MATERIAL FOR THE TASK:
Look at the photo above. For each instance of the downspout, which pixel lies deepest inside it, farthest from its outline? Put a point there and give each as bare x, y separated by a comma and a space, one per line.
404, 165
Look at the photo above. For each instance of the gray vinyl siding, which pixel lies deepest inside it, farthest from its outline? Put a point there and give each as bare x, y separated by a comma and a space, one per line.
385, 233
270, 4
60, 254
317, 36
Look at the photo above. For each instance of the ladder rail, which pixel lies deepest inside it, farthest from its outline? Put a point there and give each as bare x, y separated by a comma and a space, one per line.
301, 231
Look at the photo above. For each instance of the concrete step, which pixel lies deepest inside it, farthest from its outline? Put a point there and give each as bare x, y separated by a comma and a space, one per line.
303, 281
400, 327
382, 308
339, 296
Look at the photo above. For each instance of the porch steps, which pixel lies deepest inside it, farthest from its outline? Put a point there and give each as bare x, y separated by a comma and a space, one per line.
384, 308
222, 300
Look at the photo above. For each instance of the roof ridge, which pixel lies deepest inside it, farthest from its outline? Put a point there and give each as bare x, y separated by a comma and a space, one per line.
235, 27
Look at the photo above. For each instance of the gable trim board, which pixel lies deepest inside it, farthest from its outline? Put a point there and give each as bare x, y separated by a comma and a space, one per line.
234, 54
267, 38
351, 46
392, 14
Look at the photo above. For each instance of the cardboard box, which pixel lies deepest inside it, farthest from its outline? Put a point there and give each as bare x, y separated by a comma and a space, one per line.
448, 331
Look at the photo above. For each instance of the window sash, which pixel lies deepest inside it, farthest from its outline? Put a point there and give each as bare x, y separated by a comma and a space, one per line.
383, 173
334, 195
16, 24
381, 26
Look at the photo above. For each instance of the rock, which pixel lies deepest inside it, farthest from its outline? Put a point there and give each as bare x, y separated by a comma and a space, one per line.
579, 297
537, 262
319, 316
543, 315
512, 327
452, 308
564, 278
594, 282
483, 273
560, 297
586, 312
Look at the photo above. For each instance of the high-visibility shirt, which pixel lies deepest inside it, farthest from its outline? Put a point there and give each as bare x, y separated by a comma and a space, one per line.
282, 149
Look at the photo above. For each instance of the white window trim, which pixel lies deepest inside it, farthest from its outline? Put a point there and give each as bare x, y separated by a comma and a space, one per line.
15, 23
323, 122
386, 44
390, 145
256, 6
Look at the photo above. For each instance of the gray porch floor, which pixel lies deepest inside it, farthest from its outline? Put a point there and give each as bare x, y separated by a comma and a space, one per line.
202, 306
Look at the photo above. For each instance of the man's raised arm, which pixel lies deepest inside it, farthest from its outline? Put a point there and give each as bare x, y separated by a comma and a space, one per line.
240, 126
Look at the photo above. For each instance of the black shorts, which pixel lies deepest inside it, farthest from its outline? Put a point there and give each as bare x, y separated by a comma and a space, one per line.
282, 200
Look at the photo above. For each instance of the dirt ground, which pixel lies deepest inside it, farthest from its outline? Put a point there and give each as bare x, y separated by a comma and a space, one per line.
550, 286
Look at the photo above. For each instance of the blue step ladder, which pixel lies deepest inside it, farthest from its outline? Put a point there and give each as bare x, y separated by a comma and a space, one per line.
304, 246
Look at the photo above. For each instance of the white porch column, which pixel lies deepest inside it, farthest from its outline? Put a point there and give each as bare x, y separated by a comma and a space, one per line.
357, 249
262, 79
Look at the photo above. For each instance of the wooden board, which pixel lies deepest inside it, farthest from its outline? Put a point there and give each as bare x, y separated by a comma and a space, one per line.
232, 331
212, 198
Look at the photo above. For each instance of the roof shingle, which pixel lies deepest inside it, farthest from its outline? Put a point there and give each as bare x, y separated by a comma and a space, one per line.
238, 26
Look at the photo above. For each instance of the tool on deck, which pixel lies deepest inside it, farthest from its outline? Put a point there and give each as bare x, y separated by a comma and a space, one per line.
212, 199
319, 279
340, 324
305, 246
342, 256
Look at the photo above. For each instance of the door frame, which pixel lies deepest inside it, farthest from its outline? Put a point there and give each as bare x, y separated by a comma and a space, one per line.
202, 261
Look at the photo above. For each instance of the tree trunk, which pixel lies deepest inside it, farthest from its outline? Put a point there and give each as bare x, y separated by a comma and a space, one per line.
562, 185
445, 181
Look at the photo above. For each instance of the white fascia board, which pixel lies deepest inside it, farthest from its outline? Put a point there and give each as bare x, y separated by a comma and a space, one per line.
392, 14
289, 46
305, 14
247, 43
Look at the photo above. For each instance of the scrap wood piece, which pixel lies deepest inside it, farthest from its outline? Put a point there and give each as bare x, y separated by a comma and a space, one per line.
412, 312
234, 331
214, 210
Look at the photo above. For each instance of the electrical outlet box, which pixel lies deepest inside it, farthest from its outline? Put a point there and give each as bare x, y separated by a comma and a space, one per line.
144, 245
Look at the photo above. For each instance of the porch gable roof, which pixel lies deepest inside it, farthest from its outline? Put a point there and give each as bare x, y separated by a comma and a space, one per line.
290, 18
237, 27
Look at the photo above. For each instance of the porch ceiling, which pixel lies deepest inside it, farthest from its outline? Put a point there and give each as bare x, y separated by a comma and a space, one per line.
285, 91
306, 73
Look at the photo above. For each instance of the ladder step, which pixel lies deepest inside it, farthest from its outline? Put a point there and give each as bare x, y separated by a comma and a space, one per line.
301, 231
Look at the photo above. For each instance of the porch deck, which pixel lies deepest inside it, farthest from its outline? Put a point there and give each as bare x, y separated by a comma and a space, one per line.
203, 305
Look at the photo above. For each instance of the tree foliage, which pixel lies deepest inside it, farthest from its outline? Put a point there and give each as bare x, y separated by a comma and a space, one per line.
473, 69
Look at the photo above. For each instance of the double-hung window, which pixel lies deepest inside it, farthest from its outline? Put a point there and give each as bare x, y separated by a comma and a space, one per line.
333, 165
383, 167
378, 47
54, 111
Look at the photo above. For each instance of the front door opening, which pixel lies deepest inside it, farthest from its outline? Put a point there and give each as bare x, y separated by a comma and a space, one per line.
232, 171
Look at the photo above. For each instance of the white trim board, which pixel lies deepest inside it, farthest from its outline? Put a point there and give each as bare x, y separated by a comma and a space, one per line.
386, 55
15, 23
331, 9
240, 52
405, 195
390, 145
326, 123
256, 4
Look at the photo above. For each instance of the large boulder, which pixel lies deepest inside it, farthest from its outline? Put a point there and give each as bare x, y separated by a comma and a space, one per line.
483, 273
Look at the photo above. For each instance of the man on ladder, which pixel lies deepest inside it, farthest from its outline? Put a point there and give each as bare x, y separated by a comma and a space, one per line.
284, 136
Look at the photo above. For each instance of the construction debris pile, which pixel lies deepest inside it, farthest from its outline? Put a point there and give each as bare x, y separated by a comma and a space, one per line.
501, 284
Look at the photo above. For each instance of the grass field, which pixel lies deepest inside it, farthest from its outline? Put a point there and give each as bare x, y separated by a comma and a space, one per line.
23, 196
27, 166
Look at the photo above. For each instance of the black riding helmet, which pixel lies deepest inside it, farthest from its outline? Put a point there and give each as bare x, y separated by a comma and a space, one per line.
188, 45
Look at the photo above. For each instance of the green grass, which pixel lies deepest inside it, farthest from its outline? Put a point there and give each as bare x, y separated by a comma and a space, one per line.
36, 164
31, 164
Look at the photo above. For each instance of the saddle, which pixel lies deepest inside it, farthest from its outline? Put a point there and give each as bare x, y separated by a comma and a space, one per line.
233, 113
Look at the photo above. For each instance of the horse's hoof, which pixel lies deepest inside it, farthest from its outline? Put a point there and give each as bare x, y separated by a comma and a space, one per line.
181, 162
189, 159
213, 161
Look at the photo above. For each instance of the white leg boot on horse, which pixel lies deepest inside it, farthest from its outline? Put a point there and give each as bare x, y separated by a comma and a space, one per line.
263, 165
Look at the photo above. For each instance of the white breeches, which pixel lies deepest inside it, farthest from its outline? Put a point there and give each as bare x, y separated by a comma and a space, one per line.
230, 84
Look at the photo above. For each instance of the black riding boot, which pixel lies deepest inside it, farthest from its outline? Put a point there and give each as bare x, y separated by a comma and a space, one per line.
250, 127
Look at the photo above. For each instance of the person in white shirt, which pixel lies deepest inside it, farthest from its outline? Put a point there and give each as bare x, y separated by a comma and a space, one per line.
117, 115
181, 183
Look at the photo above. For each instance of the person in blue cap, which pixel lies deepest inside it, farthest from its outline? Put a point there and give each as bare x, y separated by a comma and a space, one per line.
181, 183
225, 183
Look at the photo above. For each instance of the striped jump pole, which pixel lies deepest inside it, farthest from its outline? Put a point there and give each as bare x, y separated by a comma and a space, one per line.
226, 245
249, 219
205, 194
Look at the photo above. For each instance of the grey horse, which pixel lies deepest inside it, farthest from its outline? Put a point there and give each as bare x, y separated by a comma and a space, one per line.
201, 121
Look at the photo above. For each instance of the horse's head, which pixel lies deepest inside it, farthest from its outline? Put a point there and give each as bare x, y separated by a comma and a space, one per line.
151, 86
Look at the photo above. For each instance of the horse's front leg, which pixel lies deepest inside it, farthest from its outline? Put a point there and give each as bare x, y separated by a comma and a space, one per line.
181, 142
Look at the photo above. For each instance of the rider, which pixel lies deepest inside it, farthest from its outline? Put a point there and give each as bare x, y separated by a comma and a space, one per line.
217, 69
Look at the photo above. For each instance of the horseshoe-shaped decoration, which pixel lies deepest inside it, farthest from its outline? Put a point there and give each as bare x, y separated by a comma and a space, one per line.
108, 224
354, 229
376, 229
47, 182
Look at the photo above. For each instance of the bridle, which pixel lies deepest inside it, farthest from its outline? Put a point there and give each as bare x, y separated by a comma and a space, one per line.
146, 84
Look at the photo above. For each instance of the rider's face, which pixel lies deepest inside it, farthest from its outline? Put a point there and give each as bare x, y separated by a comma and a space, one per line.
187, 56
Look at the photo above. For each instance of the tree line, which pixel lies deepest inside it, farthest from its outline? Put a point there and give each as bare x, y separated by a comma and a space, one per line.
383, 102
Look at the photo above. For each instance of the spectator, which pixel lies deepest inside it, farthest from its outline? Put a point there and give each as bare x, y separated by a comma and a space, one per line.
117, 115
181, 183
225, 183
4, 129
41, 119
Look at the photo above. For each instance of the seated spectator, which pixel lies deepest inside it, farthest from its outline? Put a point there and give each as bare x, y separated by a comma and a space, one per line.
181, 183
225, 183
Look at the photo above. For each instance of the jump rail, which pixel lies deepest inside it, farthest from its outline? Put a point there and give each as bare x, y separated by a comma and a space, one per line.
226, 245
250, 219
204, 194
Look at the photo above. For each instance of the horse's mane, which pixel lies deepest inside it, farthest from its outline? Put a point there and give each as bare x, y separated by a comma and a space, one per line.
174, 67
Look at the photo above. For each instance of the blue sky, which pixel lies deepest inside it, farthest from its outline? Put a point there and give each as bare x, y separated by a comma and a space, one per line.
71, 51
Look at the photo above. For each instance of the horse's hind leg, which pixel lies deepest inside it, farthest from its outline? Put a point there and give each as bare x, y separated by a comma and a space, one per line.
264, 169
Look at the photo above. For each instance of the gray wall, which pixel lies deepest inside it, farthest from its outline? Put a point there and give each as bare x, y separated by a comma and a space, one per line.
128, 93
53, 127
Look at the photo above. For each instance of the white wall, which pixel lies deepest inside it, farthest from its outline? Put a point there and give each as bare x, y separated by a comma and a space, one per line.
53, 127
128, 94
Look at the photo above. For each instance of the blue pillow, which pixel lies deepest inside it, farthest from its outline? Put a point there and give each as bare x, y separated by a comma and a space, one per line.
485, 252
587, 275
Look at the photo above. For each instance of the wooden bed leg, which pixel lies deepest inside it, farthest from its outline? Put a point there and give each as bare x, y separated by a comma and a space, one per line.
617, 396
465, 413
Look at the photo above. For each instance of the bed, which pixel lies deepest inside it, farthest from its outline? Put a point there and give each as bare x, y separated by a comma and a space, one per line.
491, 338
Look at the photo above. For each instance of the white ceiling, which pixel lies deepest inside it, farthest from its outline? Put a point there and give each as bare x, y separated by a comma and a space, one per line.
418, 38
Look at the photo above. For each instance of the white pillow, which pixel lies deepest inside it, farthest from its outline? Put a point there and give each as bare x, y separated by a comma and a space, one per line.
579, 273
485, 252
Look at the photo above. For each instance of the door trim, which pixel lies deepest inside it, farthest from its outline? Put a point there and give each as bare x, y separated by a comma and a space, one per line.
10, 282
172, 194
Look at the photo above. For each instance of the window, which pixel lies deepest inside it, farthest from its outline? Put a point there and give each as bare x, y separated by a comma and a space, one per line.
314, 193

WHAT IS ASKED: Begin with the line that contains "the wooden bed" and quote each line after it exactly, stopping after the last line of the data.

RESULT FOR THIS TASK:
Look at the photo above. For each instance of the wooden bed leg, which pixel lies deepest inside it, farthest from its outline? Put a point there and give each as bare x, y separated by a comma and a space, one per line.
617, 396
465, 413
Look at the photo above. For each instance of the bed, which pixel lies deepest inside it, farthest from its outline? Put a point there and give each as bare x, y separated by a comma and a space, one per line.
491, 338
Look at the photo above. For each instance of the white ceiling, which pixel lies deepest inside it, farthest from its outline? Put a point there and give each as bare x, y separated by a comma and a space, one per line.
418, 38
Look at the photo above. For each instance of the white pillow, which pixel lies deepest inside it, farthest from its outline? Put a point there and give each as bare x, y separated by a comma and a space, one per line.
579, 273
485, 252
Look at the photo above. For each instance of the door trim, which pixel lies deepest inside it, farthest from its outline? Put a point there and give each as bare x, y separated by a comma and a space, one per line.
10, 282
172, 194
Look at the photo above. For each instance of the window, which pixel lies deepest inside it, farthest from its outline? Put a point there and give each as bare x, y separated by a comma and a space, one per line.
314, 193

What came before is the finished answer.